• [BRIEF]: Retype all of the data exactly as given.

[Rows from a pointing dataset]
# # #

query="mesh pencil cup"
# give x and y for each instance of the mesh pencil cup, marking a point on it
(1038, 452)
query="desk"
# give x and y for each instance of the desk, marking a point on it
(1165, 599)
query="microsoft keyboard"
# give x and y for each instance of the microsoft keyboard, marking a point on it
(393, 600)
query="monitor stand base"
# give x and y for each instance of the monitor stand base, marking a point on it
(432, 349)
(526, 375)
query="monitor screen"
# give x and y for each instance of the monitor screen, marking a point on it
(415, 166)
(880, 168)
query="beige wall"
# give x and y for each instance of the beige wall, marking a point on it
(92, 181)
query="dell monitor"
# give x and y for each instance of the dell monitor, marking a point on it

# # #

• [COMPLETED EXERCISE]:
query="mesh pencil cup"
# give x and y for each instance of the mesh pencil cup, marking a point on it
(1038, 452)
query="desk"
# give x and y for each instance of the desk, marking a point on it
(1165, 599)
query="microsoft keyboard"
# give x and y for each instance of the microsoft keyboard, marking a point on it
(393, 600)
query="monitor stand base"
# give x and y for each instance of the monitor stand base, marking a point on it
(432, 349)
(526, 375)
query="monitor screen"
# give x and y for each instance of the monitor screen, marking a point on it
(415, 166)
(880, 168)
query="beige wall"
# give x and y for each instance of the beige wall, marking a point on it
(92, 181)
query="dell monitor"
# give x and y for each instance of the dell monitor, marking a point on it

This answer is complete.